▶ Task details:
Everything from the line containing "Exercise. Point to every instance of the building" to the close of the records below should be output exactly, line by line, with no other lines given.

▶ Provided data:
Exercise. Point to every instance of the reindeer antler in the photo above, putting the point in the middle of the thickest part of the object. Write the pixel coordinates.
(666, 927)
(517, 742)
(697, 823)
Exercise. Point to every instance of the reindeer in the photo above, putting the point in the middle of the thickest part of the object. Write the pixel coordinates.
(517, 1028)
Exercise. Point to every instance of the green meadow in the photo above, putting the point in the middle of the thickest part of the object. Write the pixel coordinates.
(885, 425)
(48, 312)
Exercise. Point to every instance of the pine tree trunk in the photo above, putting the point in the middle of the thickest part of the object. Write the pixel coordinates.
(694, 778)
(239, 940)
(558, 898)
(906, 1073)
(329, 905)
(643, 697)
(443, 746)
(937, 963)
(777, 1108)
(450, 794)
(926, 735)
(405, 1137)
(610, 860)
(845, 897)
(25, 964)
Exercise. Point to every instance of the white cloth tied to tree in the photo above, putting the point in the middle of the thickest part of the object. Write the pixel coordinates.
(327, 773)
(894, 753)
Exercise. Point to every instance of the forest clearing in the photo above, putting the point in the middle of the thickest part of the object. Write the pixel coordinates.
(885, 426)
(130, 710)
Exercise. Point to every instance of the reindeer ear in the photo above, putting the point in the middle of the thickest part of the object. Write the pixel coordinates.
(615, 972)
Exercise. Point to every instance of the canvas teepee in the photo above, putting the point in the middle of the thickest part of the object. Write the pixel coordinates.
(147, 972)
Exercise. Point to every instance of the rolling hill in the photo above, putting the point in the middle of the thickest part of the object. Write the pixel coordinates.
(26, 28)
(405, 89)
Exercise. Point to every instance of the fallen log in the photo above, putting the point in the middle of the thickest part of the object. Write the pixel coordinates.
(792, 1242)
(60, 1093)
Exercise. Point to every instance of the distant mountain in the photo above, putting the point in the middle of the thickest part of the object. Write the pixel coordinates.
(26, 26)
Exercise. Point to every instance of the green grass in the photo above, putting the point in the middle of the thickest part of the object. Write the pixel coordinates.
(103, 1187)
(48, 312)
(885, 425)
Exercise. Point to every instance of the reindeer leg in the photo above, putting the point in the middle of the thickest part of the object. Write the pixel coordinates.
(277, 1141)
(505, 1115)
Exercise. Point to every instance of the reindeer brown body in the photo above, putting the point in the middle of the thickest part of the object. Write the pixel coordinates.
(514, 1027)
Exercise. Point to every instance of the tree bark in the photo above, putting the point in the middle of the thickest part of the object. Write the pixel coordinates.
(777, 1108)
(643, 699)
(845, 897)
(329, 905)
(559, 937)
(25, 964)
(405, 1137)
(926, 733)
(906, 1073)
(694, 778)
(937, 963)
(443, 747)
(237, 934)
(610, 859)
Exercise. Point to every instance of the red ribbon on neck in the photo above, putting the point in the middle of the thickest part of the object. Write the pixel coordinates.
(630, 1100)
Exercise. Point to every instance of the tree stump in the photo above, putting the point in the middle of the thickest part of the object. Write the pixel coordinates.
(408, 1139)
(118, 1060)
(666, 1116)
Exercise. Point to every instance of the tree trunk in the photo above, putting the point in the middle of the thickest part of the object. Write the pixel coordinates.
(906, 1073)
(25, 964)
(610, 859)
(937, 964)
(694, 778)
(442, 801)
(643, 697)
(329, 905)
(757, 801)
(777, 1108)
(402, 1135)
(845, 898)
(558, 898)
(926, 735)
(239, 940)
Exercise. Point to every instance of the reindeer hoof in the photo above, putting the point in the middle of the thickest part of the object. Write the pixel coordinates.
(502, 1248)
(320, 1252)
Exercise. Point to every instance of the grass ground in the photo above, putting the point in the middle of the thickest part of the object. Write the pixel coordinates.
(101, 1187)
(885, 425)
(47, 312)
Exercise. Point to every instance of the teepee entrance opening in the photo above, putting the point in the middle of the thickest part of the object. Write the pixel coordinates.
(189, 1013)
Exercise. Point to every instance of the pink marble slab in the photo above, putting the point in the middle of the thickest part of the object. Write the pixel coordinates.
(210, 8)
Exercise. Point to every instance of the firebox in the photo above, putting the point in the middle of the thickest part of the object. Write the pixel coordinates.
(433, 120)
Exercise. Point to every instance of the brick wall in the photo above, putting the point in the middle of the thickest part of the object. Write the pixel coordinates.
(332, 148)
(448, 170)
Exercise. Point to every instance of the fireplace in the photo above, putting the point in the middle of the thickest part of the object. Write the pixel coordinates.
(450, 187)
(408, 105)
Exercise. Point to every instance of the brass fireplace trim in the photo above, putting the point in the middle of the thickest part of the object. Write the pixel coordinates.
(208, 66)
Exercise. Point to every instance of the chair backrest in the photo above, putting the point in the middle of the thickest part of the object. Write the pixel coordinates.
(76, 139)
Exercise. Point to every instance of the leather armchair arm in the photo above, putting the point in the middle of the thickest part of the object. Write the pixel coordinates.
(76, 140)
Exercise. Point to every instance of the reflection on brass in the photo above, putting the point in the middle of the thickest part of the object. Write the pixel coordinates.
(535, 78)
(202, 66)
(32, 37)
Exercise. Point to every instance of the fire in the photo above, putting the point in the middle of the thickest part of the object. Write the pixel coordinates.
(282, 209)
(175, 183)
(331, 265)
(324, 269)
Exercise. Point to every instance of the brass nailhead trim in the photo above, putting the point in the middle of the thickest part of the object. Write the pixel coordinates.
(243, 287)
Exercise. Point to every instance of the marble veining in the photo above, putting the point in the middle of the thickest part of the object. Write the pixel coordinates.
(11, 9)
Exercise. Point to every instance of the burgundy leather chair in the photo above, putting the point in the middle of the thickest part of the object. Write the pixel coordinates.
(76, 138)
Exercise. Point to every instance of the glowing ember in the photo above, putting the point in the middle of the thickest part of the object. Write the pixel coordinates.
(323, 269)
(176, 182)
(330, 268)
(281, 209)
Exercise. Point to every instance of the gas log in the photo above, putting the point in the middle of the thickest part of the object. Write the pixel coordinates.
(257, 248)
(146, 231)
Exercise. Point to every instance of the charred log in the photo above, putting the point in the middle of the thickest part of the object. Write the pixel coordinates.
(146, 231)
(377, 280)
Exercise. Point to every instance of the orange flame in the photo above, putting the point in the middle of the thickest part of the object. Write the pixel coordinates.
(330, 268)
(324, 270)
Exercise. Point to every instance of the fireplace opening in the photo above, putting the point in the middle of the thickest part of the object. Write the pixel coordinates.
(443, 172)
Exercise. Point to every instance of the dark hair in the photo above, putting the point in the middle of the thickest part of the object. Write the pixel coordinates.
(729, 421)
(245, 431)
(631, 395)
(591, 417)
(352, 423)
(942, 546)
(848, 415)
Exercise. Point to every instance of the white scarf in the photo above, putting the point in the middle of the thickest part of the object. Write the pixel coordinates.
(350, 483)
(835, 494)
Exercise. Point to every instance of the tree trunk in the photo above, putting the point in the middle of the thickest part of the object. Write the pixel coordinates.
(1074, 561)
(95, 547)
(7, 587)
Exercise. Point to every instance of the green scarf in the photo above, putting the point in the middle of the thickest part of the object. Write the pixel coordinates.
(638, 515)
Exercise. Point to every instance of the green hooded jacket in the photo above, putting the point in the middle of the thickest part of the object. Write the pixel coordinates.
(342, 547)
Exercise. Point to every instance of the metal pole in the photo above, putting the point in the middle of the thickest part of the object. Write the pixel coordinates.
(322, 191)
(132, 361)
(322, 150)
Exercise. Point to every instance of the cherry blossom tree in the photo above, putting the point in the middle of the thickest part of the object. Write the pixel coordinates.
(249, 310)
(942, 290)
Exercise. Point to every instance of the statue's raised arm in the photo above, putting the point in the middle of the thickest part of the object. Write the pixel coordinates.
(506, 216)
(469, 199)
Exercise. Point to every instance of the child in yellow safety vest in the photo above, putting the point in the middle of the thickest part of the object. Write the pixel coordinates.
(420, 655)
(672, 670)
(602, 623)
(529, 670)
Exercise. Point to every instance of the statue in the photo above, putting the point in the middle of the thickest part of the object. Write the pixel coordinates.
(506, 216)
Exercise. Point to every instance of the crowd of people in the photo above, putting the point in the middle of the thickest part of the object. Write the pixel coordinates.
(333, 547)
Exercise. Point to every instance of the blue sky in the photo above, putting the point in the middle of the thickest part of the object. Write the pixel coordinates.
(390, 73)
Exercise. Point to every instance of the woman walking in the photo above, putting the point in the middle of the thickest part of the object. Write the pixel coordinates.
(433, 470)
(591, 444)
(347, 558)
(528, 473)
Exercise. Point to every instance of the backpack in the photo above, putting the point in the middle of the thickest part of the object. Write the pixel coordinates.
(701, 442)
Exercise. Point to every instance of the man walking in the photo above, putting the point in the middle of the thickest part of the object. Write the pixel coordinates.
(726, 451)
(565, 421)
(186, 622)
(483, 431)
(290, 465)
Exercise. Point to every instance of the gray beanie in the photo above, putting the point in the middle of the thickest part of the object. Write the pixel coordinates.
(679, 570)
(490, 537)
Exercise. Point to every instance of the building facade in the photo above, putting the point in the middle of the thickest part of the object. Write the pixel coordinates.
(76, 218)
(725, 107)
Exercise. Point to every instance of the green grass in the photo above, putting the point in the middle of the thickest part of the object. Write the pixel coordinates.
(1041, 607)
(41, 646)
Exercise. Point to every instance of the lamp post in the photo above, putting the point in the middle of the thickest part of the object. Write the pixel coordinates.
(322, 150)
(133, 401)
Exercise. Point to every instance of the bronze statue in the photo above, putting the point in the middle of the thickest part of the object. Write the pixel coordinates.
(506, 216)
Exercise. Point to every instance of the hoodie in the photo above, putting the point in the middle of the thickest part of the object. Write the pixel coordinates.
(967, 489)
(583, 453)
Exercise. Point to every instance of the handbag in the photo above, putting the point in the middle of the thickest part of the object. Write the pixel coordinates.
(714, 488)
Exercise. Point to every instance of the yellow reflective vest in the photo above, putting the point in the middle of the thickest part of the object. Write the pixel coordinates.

▶ Written response:
Exercise. Point to every instance of the building facade in the photo above, putting the point in the middle of the thickest part of the object. Write the pixel coordinates.
(76, 218)
(725, 107)
Exercise. Point to every instance of the green grass in the photo above, putting the point in the middle of the thickest part of the object. Write the pixel coordinates.
(1041, 607)
(41, 646)
Exercise. Point to every instance of the lamp post in the photo above, putting the point in the middle of the thickest part of the object. Write the pixel coordinates.
(322, 150)
(133, 401)
Exercise. Point to every instance of the bronze statue in the photo above, putting the point in the middle of the thickest part of the object. Write the pixel coordinates.
(506, 216)
Exercise. Point to every instance of the hoodie in the photo above, putting the point in the middle of the thickest part of the object. Write the pixel coordinates.
(967, 489)
(583, 453)
Exercise. Point to every instance of the handbag in the photo above, putting the point in the middle of the thickest part of the object. Write the pixel coordinates.
(714, 488)
Exercise. Point to every instance of the yellow reflective vest in the photo above, putting the point in the middle of the thickest part of the object. Write the pixel coordinates.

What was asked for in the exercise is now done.